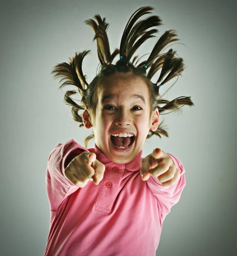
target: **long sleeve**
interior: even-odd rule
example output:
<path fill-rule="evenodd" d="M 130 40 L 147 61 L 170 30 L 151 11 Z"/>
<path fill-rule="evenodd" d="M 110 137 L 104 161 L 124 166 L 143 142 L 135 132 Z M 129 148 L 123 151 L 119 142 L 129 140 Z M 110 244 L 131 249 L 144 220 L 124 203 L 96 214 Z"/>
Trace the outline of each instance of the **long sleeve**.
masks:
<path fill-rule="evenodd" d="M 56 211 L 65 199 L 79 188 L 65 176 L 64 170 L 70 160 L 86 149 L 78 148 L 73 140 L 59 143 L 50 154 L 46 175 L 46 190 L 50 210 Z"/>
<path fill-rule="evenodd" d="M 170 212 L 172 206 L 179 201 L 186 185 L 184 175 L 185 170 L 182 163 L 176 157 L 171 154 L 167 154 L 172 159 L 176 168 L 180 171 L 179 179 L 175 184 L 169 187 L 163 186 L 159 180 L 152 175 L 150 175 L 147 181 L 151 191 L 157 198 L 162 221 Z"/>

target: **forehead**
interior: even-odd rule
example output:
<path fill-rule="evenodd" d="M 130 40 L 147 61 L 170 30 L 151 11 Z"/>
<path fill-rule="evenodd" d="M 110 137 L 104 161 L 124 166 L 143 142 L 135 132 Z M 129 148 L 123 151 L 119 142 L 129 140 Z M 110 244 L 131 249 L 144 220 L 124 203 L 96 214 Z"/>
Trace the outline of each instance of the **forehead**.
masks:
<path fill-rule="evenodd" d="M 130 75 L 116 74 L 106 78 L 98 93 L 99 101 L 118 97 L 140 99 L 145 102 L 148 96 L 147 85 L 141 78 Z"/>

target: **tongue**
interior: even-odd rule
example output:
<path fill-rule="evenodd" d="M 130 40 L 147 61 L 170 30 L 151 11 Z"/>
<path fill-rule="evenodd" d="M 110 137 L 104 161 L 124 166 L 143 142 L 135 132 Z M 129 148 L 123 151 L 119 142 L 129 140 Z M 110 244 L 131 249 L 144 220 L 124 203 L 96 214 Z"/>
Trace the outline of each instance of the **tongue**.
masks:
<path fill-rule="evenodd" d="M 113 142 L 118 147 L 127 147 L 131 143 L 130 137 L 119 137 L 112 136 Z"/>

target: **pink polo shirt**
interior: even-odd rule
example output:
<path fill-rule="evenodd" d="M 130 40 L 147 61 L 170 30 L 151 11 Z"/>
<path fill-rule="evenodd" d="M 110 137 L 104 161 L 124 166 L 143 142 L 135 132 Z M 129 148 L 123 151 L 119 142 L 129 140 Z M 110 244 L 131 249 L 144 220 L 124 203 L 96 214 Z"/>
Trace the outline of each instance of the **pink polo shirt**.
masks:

━━━━━━━━━━━━━━━━

Only the lines from the one containing "target: **tongue**" to the end of the data should be printed, exactly as they stand.

**Completed task**
target: **tongue**
interior: even-odd rule
example output:
<path fill-rule="evenodd" d="M 130 40 L 147 61 L 170 30 L 151 11 Z"/>
<path fill-rule="evenodd" d="M 110 137 L 104 161 L 124 166 L 143 142 L 135 132 Z M 129 148 L 123 151 L 119 142 L 129 140 Z M 110 244 L 131 249 L 144 220 L 124 203 L 96 214 Z"/>
Trace the outline of each instance of the **tongue**.
masks:
<path fill-rule="evenodd" d="M 113 142 L 118 147 L 127 147 L 131 143 L 130 137 L 119 137 L 112 136 Z"/>

target: **pink polo shirt**
interior: even-odd rule
example output:
<path fill-rule="evenodd" d="M 130 40 L 147 61 L 170 30 L 151 11 Z"/>
<path fill-rule="evenodd" d="M 110 137 L 104 161 L 124 166 L 143 142 L 135 132 Z M 129 148 L 123 151 L 119 142 L 129 140 Z M 110 244 L 131 249 L 144 220 L 124 203 L 96 214 Z"/>
Trace the outline of each instance of the **pink polo shirt**.
masks:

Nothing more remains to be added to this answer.